EXERCISE TASK: Write out the data below in full. Keep it exact.

ENTRIES PROVIDED:
>> start

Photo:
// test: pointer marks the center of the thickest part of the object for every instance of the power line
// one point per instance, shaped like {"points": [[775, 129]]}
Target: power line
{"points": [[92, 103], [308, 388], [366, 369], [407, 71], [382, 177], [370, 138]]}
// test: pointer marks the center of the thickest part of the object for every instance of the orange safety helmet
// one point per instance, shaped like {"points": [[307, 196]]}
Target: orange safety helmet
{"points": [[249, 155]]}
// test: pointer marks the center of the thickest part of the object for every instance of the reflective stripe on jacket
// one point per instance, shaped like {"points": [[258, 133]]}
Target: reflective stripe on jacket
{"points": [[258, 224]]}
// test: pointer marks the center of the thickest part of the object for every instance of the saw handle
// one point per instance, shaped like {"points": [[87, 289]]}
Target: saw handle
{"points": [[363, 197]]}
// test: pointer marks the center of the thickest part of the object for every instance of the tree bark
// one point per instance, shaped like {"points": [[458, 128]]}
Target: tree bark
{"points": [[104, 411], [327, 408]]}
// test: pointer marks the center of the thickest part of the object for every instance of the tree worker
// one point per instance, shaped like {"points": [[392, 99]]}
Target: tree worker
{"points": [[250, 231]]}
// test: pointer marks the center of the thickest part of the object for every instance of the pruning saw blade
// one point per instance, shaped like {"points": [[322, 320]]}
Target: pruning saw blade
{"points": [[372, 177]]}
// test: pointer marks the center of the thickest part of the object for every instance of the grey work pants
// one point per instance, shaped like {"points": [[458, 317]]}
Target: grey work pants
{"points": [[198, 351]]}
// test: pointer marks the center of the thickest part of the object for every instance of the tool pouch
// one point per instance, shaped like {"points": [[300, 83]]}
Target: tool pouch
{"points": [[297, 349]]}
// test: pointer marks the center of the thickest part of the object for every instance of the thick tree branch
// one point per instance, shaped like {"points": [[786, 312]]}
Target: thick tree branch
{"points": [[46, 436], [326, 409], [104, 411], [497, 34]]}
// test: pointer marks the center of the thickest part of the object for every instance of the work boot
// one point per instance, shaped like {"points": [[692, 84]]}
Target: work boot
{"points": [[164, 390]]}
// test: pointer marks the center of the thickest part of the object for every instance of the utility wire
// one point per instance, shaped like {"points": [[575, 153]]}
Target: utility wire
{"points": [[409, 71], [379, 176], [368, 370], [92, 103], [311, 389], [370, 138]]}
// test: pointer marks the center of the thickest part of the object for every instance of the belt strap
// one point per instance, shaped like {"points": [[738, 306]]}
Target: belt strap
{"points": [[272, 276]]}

>> end

RESPONSE:
Photo:
// test: pointer marks the center of the thickest part of the object for every instance of the power line
// one point per instance, shaped like {"points": [[775, 129]]}
Target: power line
{"points": [[92, 103], [308, 388], [366, 369], [407, 71], [382, 177], [370, 138]]}
// test: pointer marks the center of the thickest part of the object for every instance of the orange safety helmet
// one point per instance, shaped like {"points": [[307, 196]]}
Target: orange safety helmet
{"points": [[249, 155]]}
// test: pointer marks the center of the thickest part of the object for every instance of the reflective stripe on jacket
// one point per instance, shaped like {"points": [[258, 133]]}
Target: reflective stripe on jacket
{"points": [[258, 224]]}
// test: pointer marks the center of the thickest part of the object for every instance of the saw handle
// one point per instance, shaped like {"points": [[87, 289]]}
Target: saw handle
{"points": [[363, 197]]}
// test: pointer marks the center of the thickest part of the object for every instance of the tree bark
// one point per instance, shaped like {"points": [[458, 128]]}
Target: tree bark
{"points": [[104, 411], [327, 408]]}
// test: pointer marks the center of the thickest part of the object for every instance of the tree worker
// one point per instance, shaped like {"points": [[392, 99]]}
Target: tree worker
{"points": [[250, 231]]}
// test: pointer marks the center of the thickest part of the object for every instance of the pruning saw blade
// one point per instance, shaped like {"points": [[322, 320]]}
Target: pruning saw blade
{"points": [[372, 177]]}
// test: pointer marks the center of the thickest part of the object for every instance of the grey work pants
// one point per instance, shaped like {"points": [[458, 317]]}
Target: grey work pants
{"points": [[198, 351]]}
// test: pointer marks the center of the thickest part of the object for every instance of the tool pouch
// one point per instance, shaped like {"points": [[300, 83]]}
Target: tool pouch
{"points": [[297, 349]]}
// test: pointer marks the center of the thickest part of the object for every instance of the thick tree branch
// one point per instance, shaped like {"points": [[786, 312]]}
Target: thick tree branch
{"points": [[46, 436], [326, 409], [104, 411], [497, 34]]}
// test: pointer marks the center of the thickest part of the object for every instance of the work boot
// one point per instance, shaped like {"points": [[692, 84]]}
Target: work boot
{"points": [[164, 390]]}
// test: pointer marks the center of the thickest part of the object for every instance of the utility wire
// one point per instance, shaped like {"points": [[575, 153]]}
Target: utility wire
{"points": [[409, 71], [379, 176], [368, 370], [92, 103], [311, 389], [370, 138]]}
// test: pointer marks the center of the thickest part of the object for every instance of the belt strap
// one point per instance, shaped like {"points": [[738, 306]]}
Target: belt strap
{"points": [[272, 276]]}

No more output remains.